• Task: Each line below that contains the word "solar" must be copied.

Data entries:
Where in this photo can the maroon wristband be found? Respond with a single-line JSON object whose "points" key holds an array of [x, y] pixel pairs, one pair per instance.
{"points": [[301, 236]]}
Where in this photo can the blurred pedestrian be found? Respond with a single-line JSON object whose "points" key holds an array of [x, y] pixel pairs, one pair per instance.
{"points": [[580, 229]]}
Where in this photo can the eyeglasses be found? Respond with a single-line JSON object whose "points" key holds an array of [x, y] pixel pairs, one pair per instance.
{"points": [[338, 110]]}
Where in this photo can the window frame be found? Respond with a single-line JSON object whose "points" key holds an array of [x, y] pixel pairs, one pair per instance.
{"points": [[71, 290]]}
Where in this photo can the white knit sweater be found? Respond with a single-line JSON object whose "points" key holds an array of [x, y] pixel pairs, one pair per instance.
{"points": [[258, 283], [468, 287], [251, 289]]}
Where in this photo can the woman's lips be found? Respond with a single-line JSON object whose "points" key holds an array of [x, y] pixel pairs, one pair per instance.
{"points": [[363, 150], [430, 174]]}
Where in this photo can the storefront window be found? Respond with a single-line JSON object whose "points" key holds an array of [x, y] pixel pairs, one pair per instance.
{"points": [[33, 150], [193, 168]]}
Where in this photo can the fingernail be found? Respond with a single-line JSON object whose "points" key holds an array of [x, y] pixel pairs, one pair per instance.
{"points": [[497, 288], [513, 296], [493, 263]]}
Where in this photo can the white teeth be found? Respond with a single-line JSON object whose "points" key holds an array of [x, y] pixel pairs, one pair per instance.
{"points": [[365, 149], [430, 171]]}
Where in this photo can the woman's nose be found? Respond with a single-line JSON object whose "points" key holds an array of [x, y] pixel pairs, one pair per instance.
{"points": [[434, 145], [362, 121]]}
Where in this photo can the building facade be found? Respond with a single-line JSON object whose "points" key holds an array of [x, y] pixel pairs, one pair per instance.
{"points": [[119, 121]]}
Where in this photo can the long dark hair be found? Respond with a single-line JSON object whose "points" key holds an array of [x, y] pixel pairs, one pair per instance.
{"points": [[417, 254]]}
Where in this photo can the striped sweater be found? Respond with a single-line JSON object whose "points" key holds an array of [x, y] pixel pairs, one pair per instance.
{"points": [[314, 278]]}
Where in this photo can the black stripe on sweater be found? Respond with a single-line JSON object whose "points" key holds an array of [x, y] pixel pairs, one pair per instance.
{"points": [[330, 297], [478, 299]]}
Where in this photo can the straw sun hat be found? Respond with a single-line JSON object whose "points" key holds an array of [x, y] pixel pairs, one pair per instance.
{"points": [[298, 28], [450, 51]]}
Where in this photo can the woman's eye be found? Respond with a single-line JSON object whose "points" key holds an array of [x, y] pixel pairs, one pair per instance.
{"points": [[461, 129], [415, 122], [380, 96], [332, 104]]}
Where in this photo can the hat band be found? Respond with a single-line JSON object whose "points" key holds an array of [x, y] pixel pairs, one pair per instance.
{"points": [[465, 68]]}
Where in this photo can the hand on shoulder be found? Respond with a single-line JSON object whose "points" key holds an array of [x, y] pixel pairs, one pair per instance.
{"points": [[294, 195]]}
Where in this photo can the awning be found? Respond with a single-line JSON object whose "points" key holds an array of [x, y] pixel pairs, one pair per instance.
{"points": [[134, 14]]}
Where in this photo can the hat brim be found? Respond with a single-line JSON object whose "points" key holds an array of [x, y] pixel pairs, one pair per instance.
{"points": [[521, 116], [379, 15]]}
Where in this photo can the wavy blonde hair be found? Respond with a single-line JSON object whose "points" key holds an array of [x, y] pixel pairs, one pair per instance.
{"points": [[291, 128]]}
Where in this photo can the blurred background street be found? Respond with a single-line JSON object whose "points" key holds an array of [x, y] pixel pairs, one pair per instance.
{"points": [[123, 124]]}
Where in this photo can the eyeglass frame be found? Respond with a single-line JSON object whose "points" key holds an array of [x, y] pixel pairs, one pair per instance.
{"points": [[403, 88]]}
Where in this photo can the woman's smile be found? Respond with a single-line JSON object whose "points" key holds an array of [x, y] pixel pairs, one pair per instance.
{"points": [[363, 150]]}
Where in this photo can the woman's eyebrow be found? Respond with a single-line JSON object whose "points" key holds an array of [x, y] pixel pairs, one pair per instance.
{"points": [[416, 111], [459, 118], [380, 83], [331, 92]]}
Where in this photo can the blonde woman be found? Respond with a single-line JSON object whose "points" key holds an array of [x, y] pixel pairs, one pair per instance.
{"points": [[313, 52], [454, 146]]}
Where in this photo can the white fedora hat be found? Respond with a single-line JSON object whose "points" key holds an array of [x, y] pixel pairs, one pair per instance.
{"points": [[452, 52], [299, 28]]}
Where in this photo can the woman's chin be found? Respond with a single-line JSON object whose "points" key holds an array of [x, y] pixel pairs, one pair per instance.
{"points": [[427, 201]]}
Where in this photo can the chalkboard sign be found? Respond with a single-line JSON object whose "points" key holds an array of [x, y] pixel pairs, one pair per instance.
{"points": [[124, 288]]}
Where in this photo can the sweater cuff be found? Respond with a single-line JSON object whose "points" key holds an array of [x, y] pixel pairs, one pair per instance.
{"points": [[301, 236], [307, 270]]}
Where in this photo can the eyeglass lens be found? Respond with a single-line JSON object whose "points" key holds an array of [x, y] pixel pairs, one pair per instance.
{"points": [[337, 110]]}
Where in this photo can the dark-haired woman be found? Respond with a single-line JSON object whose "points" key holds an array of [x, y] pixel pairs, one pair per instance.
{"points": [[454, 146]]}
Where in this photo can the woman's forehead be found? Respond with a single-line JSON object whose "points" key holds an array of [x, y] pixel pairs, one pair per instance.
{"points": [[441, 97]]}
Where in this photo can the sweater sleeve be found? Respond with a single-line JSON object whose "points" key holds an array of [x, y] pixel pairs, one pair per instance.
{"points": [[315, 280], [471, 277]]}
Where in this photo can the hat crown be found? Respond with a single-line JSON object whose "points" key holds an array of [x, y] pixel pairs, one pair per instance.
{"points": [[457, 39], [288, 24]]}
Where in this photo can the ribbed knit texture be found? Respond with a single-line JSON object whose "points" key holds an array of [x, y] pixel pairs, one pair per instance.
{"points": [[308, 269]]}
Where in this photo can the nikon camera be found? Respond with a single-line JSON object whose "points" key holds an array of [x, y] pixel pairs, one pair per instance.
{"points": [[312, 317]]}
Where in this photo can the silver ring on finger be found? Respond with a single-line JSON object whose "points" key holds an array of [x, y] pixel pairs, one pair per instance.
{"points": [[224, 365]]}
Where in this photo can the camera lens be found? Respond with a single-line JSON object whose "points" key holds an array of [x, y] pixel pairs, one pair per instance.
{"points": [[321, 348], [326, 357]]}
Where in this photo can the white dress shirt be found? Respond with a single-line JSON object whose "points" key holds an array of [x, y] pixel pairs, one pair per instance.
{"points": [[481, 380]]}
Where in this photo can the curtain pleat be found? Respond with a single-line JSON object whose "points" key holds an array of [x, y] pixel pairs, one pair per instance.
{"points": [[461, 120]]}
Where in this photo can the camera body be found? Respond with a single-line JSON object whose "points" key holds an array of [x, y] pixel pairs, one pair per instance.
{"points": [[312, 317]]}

--

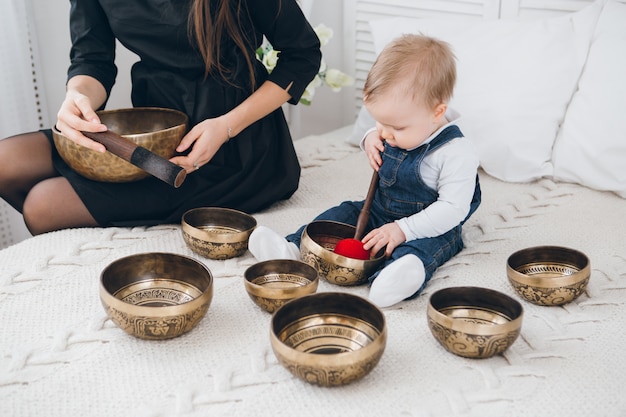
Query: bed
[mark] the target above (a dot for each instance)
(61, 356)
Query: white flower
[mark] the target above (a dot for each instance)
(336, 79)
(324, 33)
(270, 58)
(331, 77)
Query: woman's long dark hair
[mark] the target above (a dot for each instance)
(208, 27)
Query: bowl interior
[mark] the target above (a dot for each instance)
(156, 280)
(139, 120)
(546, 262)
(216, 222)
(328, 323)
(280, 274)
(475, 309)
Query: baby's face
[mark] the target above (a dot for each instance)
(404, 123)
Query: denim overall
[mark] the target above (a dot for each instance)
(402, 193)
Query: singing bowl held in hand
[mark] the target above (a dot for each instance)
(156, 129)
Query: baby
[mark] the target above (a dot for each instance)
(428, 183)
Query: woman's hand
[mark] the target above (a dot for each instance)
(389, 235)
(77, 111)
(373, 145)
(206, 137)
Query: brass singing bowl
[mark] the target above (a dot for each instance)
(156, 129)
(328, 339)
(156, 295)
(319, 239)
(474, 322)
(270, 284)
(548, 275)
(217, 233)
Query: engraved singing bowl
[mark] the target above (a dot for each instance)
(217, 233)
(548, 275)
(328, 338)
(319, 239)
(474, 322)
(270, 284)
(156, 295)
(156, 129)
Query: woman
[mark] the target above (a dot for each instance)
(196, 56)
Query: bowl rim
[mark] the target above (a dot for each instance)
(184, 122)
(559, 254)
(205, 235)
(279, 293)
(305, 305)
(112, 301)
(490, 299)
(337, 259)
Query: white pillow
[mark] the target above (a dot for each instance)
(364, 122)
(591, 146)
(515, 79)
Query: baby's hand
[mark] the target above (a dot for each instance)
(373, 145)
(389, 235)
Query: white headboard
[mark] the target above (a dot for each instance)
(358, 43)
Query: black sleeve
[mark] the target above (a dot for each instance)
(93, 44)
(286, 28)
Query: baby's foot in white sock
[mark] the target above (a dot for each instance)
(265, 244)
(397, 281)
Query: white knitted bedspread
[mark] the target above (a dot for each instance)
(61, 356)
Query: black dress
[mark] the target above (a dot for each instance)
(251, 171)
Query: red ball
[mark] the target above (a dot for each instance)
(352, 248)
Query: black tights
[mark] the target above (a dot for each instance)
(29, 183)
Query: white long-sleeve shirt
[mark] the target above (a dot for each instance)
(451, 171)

---

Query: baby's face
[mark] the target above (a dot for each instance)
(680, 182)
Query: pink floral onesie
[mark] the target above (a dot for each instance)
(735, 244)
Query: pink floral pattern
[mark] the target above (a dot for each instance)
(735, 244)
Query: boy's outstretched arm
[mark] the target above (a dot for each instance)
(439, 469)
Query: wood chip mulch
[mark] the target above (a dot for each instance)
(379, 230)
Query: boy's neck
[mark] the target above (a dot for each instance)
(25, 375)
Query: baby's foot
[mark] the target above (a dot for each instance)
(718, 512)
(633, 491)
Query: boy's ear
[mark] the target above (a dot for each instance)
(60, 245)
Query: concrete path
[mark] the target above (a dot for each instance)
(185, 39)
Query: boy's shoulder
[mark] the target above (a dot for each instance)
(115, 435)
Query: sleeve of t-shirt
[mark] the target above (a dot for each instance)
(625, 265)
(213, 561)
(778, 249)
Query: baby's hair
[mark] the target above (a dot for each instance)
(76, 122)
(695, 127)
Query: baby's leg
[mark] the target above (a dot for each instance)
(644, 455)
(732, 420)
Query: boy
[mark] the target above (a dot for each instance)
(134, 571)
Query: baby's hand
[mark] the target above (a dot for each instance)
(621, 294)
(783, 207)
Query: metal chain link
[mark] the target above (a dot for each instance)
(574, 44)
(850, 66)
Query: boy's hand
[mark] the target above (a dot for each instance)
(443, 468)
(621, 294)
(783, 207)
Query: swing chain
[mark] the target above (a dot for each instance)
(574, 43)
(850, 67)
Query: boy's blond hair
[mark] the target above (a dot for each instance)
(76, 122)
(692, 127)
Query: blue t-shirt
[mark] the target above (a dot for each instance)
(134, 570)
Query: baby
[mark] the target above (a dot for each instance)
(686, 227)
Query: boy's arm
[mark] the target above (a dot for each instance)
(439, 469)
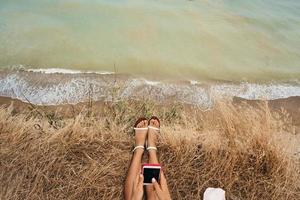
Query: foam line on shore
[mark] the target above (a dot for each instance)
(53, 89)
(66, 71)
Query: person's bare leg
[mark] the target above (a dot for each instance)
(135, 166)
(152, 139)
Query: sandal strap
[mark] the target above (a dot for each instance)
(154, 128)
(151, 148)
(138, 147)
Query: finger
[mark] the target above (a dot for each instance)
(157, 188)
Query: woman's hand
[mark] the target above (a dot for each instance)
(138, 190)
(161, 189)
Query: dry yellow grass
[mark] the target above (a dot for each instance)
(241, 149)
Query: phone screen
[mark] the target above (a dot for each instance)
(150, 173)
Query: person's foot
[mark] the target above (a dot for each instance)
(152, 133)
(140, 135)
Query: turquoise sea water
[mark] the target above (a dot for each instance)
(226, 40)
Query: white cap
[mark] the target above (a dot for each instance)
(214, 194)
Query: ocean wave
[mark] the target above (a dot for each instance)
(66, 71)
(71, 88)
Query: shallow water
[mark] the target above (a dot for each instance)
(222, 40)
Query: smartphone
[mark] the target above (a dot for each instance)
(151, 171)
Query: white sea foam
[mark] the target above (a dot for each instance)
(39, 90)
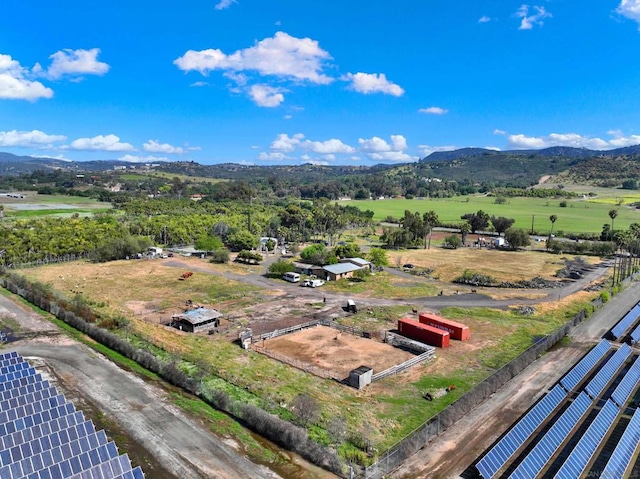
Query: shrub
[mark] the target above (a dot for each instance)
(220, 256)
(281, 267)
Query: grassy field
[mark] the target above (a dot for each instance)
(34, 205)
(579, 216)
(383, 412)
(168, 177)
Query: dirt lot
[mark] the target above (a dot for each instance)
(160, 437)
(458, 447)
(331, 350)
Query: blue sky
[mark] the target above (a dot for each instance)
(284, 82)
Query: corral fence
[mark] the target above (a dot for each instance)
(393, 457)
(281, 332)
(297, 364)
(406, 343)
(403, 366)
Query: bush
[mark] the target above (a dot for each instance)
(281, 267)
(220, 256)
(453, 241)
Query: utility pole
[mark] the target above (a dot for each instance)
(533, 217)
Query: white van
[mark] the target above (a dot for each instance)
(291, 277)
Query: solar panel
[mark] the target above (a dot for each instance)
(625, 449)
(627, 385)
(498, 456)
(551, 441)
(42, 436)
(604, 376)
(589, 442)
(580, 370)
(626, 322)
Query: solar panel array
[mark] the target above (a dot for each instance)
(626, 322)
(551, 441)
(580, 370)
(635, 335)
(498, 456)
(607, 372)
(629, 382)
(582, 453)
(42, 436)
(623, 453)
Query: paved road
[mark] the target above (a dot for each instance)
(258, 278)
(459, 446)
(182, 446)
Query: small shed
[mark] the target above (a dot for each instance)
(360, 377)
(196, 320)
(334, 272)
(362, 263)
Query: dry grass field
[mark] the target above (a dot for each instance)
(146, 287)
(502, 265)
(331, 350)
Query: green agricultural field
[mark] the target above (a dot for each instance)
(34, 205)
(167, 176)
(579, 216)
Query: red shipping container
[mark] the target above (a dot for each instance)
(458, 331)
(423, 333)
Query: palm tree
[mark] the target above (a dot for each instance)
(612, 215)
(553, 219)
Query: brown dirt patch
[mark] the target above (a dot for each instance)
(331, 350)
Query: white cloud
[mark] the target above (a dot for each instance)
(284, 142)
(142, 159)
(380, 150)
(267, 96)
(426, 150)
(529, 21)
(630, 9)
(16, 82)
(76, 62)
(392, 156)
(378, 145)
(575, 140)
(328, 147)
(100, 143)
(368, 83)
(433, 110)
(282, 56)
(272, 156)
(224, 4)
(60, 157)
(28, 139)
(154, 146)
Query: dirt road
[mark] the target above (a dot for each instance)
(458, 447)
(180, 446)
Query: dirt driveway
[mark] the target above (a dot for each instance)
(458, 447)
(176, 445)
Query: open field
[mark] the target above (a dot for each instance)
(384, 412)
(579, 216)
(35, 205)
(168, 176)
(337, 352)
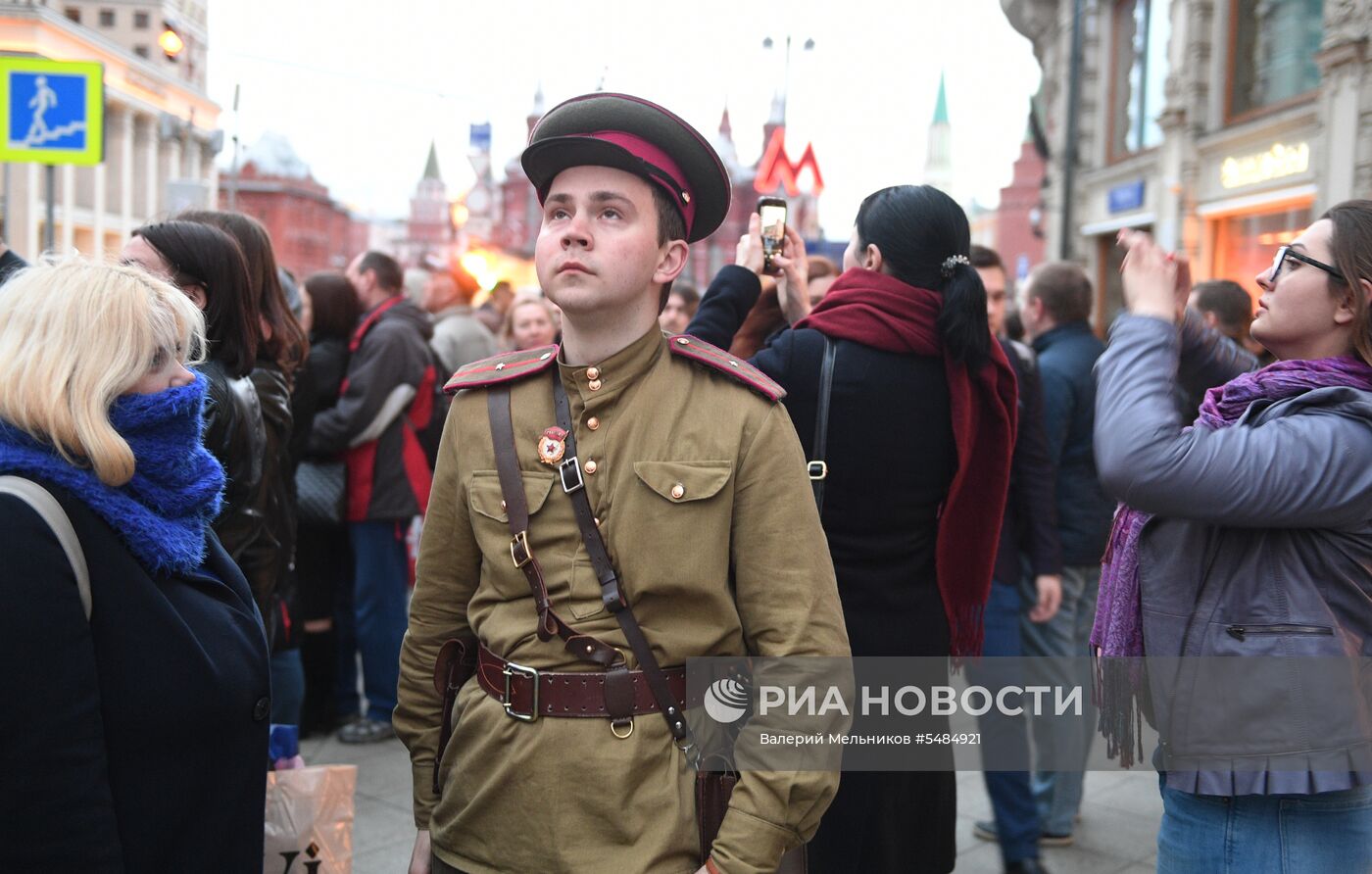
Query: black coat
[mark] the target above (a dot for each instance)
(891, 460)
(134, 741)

• Output:
Query: solar panel
Query: solar panel array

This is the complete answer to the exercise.